In the data below, which lines hold the word "globe"? Copy them.
Segment Start: Data to examine
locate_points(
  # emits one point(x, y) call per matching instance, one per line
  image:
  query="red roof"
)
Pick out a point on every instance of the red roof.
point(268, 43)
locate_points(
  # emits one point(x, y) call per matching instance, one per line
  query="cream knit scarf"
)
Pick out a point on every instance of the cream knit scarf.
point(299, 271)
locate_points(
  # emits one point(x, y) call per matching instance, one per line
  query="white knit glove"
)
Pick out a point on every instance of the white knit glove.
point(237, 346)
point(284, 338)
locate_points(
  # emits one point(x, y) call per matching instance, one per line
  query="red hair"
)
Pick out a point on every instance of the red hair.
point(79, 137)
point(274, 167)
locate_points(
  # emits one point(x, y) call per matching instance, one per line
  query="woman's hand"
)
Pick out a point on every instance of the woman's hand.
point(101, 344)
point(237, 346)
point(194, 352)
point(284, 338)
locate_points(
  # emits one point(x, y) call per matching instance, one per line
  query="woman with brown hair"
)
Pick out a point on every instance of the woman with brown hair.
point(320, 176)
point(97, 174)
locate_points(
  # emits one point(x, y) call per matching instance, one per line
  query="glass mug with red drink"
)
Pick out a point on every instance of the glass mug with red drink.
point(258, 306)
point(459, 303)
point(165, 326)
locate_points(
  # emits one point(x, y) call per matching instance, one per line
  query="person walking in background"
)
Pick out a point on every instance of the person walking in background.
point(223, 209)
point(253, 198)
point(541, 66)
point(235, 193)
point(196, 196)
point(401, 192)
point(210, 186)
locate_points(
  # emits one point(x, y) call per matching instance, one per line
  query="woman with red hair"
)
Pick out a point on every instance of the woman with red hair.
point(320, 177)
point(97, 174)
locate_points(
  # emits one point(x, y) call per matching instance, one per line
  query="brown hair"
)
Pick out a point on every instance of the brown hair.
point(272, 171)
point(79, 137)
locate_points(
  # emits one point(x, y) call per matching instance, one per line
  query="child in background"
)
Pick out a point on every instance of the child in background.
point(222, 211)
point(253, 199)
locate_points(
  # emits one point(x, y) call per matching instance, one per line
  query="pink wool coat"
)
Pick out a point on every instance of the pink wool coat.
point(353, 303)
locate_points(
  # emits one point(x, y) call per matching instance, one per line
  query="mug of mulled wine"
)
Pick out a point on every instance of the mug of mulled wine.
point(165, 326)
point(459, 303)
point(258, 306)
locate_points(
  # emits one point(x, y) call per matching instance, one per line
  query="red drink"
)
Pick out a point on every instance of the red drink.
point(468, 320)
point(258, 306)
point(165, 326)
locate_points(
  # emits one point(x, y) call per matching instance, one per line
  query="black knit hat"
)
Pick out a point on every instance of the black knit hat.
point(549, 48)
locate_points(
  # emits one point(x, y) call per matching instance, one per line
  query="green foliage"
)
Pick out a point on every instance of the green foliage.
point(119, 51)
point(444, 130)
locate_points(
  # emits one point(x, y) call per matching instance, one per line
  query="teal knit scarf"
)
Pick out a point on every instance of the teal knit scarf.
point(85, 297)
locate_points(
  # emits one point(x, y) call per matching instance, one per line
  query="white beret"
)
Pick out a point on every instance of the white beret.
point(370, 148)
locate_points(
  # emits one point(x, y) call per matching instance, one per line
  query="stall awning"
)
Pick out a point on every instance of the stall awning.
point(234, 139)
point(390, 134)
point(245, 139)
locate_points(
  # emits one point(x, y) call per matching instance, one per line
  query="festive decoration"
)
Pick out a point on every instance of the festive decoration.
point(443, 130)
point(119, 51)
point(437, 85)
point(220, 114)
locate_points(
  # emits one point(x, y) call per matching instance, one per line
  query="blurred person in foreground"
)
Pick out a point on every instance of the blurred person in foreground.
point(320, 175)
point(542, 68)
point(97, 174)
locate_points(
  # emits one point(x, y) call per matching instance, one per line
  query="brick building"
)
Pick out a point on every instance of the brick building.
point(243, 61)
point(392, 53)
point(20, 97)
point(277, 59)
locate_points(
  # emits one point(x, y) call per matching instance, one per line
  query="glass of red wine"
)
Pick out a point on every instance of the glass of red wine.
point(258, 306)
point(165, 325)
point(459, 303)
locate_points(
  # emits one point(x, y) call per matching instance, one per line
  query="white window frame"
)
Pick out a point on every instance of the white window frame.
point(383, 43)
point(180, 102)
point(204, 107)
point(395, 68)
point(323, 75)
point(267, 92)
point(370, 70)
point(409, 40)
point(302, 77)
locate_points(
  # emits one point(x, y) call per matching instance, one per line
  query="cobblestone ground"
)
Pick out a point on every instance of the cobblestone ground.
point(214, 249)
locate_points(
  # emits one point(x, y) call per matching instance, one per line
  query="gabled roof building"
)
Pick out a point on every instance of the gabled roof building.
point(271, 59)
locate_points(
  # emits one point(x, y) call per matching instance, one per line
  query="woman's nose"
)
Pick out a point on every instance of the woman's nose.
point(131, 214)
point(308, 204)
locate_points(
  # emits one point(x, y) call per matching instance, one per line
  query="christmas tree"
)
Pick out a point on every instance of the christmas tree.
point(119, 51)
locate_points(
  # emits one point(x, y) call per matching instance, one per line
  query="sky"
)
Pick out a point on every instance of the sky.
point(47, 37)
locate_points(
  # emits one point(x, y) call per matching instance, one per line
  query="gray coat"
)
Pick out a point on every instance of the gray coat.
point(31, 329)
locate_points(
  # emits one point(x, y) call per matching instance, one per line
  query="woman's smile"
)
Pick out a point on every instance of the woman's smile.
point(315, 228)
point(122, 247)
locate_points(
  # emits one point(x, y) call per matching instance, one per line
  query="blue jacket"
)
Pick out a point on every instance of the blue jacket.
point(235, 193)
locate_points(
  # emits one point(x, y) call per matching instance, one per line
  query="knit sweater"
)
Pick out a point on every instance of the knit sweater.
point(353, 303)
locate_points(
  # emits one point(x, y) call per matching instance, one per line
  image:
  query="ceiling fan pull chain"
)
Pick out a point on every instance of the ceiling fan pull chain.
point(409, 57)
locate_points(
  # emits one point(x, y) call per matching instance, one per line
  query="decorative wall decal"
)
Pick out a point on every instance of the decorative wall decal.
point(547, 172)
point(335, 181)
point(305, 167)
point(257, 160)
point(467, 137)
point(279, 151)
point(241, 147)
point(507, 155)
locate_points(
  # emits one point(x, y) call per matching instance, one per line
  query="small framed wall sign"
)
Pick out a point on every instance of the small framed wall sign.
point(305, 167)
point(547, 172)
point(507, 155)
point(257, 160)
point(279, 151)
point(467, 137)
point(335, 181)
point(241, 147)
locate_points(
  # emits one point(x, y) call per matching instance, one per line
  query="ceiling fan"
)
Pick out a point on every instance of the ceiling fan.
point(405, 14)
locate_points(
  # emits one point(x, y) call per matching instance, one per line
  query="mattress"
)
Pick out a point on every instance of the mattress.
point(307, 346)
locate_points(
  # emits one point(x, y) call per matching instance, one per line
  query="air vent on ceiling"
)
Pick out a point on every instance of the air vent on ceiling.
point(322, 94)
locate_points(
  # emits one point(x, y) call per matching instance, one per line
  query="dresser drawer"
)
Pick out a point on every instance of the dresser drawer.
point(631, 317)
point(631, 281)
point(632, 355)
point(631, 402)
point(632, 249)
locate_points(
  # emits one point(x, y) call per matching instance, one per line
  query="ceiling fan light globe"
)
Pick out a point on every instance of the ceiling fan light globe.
Segment End: Data to examine
§ Solution to the exercise
  query="ceiling fan light globe"
Pick out a point on every instance of the ceiling fan light globe.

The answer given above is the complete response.